→ **Instructions for the task**
Replace "integer pixel coordinates" with "whole-number pixel coordinates" in the lines that start with the line containing "Question: Identify the bounding box of the gray single-story" and run through the last line, and give only those lines, with nothing else altered.
***
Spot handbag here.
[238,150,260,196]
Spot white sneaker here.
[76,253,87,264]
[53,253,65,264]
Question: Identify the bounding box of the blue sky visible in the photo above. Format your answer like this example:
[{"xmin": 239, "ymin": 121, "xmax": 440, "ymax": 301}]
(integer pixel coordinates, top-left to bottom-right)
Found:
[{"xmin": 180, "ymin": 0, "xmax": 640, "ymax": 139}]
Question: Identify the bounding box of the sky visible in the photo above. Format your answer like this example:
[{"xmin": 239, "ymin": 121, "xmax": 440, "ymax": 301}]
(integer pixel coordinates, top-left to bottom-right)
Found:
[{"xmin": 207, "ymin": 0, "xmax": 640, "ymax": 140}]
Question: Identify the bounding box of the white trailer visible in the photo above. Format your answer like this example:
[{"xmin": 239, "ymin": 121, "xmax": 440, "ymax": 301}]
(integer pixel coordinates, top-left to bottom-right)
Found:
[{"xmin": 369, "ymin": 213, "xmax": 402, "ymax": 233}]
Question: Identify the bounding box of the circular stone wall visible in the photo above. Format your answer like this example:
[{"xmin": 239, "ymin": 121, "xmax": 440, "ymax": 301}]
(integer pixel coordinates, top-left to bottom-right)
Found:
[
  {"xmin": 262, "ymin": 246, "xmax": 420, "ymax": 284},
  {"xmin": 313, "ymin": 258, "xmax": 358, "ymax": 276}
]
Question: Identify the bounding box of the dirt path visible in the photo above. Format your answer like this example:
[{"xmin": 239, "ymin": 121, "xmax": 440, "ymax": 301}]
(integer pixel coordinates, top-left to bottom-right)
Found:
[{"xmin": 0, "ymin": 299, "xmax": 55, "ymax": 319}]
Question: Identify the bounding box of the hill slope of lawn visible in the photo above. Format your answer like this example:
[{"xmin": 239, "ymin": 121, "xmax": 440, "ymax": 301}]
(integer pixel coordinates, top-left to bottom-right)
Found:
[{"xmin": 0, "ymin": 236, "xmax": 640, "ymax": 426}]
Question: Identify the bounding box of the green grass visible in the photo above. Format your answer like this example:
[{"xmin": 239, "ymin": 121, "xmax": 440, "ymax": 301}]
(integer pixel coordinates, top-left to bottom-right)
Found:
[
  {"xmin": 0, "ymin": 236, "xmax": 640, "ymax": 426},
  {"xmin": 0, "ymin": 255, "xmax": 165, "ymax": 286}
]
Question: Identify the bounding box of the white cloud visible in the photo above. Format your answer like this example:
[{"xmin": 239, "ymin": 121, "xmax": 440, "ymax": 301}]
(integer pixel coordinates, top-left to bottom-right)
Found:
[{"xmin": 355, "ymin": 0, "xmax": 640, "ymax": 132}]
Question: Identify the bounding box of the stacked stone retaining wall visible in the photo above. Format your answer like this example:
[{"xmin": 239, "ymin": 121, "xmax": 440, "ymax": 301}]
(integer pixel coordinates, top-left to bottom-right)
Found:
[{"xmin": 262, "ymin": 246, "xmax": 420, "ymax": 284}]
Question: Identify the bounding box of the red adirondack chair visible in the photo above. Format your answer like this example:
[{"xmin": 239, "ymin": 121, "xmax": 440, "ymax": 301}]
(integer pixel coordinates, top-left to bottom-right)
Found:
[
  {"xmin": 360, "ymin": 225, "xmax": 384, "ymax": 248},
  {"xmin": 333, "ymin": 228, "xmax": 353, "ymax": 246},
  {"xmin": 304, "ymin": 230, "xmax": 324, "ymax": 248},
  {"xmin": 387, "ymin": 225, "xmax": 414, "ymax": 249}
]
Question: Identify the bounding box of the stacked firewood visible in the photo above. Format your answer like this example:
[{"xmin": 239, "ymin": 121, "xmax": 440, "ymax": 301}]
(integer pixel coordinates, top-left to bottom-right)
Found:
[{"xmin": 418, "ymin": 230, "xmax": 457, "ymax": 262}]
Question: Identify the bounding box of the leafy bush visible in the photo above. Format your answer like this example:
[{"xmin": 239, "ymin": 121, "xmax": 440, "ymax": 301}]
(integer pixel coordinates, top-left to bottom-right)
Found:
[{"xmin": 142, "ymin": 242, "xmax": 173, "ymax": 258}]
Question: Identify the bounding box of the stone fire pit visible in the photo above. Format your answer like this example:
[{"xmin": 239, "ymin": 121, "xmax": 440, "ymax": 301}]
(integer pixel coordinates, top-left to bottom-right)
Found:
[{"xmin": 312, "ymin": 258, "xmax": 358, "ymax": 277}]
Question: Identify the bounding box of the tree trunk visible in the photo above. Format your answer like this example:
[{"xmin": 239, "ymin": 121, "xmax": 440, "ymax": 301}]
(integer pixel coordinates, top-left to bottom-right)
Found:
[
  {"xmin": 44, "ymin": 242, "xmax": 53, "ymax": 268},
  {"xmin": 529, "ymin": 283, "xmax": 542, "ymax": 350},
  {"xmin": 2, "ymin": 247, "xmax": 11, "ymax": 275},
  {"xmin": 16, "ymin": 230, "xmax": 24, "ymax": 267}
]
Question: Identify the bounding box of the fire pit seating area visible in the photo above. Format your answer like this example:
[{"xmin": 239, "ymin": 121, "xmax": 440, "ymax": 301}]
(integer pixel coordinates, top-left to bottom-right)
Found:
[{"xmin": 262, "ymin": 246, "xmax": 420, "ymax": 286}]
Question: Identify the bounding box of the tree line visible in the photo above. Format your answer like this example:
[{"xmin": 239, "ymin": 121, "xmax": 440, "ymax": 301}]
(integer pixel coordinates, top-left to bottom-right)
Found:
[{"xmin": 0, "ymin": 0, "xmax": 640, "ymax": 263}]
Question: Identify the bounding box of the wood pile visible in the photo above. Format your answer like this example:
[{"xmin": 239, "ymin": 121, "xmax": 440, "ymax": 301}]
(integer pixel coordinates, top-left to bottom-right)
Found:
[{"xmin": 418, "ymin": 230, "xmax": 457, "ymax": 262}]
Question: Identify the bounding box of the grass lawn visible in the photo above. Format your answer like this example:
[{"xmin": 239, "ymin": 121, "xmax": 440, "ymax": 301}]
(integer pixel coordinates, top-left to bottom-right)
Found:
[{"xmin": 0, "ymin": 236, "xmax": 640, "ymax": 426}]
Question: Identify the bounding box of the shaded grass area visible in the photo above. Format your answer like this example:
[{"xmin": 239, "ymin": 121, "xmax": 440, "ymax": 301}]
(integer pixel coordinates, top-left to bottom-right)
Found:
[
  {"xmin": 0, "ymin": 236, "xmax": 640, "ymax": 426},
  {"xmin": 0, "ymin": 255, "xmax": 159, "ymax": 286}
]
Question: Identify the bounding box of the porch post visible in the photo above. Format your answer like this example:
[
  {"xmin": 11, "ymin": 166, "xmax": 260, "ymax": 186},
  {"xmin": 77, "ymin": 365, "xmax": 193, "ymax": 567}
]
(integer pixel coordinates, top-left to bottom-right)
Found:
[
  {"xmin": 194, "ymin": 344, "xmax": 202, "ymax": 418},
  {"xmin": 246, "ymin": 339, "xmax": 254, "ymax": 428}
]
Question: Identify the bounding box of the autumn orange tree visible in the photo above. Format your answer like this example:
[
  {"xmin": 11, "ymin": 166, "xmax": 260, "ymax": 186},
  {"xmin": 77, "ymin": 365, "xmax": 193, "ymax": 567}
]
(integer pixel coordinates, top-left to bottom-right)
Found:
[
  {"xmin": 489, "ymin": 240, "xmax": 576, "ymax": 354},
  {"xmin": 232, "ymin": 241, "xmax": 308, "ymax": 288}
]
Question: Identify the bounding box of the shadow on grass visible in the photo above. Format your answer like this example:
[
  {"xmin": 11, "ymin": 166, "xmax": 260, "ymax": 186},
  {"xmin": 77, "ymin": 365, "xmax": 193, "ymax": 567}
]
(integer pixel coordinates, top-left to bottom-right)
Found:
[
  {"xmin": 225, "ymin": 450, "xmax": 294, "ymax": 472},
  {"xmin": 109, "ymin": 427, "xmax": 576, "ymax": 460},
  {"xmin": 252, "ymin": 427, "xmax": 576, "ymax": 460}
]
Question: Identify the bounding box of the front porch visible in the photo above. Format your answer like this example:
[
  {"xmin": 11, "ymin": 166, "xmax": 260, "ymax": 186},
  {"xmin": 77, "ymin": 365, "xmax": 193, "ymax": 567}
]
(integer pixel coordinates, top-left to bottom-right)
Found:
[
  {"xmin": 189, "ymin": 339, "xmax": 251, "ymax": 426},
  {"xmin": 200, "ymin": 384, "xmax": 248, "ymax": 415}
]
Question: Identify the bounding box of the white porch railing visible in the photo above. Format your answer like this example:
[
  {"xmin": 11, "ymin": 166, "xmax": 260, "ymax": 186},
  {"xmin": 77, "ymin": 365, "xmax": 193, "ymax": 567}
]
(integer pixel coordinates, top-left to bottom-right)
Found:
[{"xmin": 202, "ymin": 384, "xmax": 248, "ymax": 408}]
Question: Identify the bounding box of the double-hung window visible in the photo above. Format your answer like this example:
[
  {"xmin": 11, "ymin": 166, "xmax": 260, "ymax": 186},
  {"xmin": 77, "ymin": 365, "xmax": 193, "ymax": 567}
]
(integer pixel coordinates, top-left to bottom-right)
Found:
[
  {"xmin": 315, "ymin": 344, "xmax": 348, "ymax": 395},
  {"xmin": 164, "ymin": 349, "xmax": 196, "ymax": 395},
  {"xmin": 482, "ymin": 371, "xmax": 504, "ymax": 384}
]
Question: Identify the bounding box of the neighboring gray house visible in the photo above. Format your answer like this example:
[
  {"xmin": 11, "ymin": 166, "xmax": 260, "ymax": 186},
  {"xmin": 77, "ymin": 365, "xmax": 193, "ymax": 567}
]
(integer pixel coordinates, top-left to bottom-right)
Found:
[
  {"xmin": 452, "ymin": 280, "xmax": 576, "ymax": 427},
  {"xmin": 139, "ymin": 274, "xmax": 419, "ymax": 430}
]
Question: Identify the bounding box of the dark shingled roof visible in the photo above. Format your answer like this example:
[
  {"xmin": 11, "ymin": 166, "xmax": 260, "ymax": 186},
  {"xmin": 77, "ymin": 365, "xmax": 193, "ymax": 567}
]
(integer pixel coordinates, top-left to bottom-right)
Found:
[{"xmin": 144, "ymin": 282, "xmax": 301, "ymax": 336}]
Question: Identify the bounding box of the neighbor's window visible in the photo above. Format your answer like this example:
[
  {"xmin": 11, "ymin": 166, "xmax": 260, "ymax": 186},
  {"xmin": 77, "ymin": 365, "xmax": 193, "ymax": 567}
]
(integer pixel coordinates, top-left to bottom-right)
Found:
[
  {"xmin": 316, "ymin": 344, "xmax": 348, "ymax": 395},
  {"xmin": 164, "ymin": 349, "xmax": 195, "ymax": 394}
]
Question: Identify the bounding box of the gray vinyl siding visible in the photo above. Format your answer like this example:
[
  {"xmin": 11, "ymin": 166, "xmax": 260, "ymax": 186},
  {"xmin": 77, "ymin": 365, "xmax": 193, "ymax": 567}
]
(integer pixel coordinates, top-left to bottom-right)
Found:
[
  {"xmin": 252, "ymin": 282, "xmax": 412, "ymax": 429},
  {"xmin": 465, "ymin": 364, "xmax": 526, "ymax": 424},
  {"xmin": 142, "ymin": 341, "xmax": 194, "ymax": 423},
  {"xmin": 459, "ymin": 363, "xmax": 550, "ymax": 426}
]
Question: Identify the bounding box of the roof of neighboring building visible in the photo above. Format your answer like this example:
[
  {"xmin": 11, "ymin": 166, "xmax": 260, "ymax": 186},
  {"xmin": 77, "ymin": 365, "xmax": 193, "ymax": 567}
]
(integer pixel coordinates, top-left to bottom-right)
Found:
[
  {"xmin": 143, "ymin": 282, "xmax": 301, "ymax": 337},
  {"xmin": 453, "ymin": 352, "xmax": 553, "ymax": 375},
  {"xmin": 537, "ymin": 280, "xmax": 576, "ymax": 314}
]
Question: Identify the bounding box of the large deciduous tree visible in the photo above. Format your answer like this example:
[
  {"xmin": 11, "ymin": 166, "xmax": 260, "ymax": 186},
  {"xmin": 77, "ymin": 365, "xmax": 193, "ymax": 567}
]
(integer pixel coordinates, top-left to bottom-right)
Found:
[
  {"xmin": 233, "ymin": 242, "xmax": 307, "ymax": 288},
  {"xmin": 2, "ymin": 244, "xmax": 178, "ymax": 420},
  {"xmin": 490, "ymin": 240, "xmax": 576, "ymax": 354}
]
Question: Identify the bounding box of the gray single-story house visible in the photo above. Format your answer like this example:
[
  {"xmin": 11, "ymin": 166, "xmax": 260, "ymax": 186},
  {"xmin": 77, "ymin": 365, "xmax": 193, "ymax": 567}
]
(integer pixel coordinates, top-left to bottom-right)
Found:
***
→ **Solution**
Question: Identify the bounding box of the gray single-story house visible in the photo above. Format your answer like this example:
[
  {"xmin": 11, "ymin": 166, "xmax": 260, "ymax": 186},
  {"xmin": 77, "ymin": 365, "xmax": 193, "ymax": 567}
]
(whole-number pixel coordinates, top-left to bottom-right)
Found:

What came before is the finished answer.